We have to solve for x given sin2x-(cos 2x)/2 -1/2=cosx-2cosx*tanx

sin 2x - (cos 2x)/2 -1/2 = cos x - 2cos x * tan x

=> 2 sin x cos x - (1 - 2 (sin x)^2)/2 - 1/2 = cos x - 2cos x * sin x/ cos x

=> 2 sin x cos x - 1 + (sin x)^2 = cos x - 2 sin x

=> 2 sin x cos x - (cos x)^2 = cos x - 2 sin x

=> cos x ( 2 sin x - cos x) = cos x - 2 sin x

=> - cos x = 1

=> cos x = -1

=> x = arc cos -1

=> x = pi

also 2 sin x - cos x = 0

=> 2 sin x = cos x

=> 2 tan x = 1

=> x = arc tan 1/2

**Therefore x = arc tan (1/2) and x = pi**

To determine the angle x, we'll have to solve the equation.

We'll write the first term of the equation as the function sine of a double angle.

We'll apply the formula for the double angle:

sin 2a = sin (a+a)=sina*cosa + sina*cosa=2sina*cosa

We'll replace 2a by 2x and we'll get:

sin 2a = 2sin x*cos x

We'll re-write the equation:

2sin x*cos x - (cos 2x)/2 -1/2 = cosx-2cosx*tanx

We'll factorize by -1/2 the last 2 terms from the left side:

2sin x*cos x - (1-cos 2x)/2 = cosx-2cosx*tanx

But (1-cos 2x)/2 = (cos x)^2

2sin x*cos x - (cos x)^2 = cosx-2cosx*sinx/cos x

We'll simplify and we'll get:

2sin x*cos x - (cos x)^2 = cosx - 2sinx

We'll factorize by cos x to the left side:

cos x(2sin x - cos x) = -(2sin x - cos x)

● ● ● ● ●

(Challenges)
(1) Which sentences in the trigonometry solution begin with "We'll"? List every one.
(2) In the trigonometry solution, what values of x does the first worked answer give in its final bolded line?
(3) Can you pick up the trigonometry solution after its last line and carry it on?
The data that comes after this text is from another source.

● ● ● ● ●

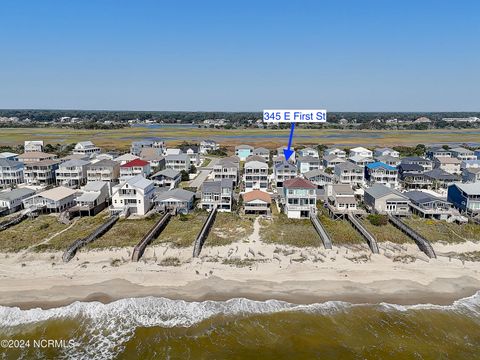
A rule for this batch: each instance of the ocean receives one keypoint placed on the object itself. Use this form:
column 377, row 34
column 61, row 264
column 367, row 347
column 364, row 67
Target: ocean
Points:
column 160, row 328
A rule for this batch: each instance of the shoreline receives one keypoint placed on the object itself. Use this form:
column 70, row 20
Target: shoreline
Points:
column 355, row 275
column 409, row 293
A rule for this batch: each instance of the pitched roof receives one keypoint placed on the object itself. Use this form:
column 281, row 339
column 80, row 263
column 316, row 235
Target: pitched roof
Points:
column 257, row 195
column 298, row 183
column 255, row 158
column 138, row 181
column 469, row 189
column 9, row 163
column 16, row 193
column 170, row 173
column 57, row 193
column 379, row 164
column 180, row 194
column 136, row 162
column 378, row 190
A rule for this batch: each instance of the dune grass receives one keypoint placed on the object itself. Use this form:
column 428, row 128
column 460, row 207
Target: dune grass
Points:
column 285, row 231
column 386, row 232
column 228, row 228
column 341, row 231
column 125, row 233
column 182, row 230
column 436, row 230
column 29, row 232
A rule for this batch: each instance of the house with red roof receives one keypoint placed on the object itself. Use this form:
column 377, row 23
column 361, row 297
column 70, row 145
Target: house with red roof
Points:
column 135, row 167
column 299, row 198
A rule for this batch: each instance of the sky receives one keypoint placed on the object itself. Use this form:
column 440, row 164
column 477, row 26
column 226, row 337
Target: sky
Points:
column 350, row 55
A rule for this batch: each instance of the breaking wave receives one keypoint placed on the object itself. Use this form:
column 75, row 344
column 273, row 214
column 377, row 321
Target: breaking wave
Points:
column 107, row 326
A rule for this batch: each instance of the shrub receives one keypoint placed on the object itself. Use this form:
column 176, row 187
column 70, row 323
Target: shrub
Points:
column 378, row 220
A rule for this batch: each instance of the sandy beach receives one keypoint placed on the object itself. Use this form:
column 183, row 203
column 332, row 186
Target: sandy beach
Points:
column 400, row 274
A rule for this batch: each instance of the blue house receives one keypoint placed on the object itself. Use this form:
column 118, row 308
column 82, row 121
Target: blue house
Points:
column 381, row 173
column 465, row 197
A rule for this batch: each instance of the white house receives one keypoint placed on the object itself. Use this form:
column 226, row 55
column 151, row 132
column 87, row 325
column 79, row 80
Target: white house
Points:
column 300, row 198
column 54, row 200
column 135, row 194
column 86, row 148
column 135, row 167
column 11, row 172
column 360, row 151
column 72, row 173
column 33, row 145
column 255, row 175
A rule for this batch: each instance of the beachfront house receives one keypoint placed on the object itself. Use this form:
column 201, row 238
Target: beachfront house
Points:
column 379, row 172
column 40, row 172
column 349, row 173
column 12, row 200
column 308, row 163
column 125, row 158
column 227, row 168
column 72, row 173
column 177, row 200
column 389, row 160
column 341, row 197
column 471, row 174
column 426, row 164
column 308, row 151
column 429, row 206
column 256, row 202
column 33, row 146
column 336, row 152
column 463, row 154
column 135, row 167
column 360, row 151
column 330, row 161
column 35, row 156
column 154, row 157
column 104, row 170
column 255, row 174
column 11, row 173
column 167, row 178
column 180, row 162
column 299, row 198
column 217, row 194
column 8, row 155
column 133, row 195
column 465, row 197
column 243, row 151
column 86, row 148
column 57, row 199
column 319, row 177
column 208, row 145
column 440, row 178
column 448, row 164
column 94, row 198
column 386, row 152
column 385, row 200
column 284, row 171
column 437, row 152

● ● ● ● ●

(Replies)
(1)
We'll write the first term of the equation as the function sine of a double angle.
We'll apply the formula for the double angle:
We'll replace 2a by 2x and we'll get:
We'll re-write the equation:
We'll factorize by -1/2 the last 2 terms from the left side:
We'll simplify and we'll get:
We'll factorize by cos x to the left side:

(2) x = arc tan (1/2) and x = pi

(3)
We'll move all the terms to the left side:

cos x(2sin x - cos x) + (2sin x - cos x) = 0

We'll factorize by (2sin x - cos x):

(2sin x - cos x)(cos x + 1) = 0

We'll set each factor as zero:

cos x + 1 = 0

We'll add -1 both sides:

cos x = -1

x = arccos (-1)

x = pi

2sin x - cos x = 0

We'll divide by cos x:

2tan x - 1 = 0

tan x = 1/2

x = arctan (1/2)

**The angle x has the following values: { pi ; arctan (1/2) }.**

SORRY!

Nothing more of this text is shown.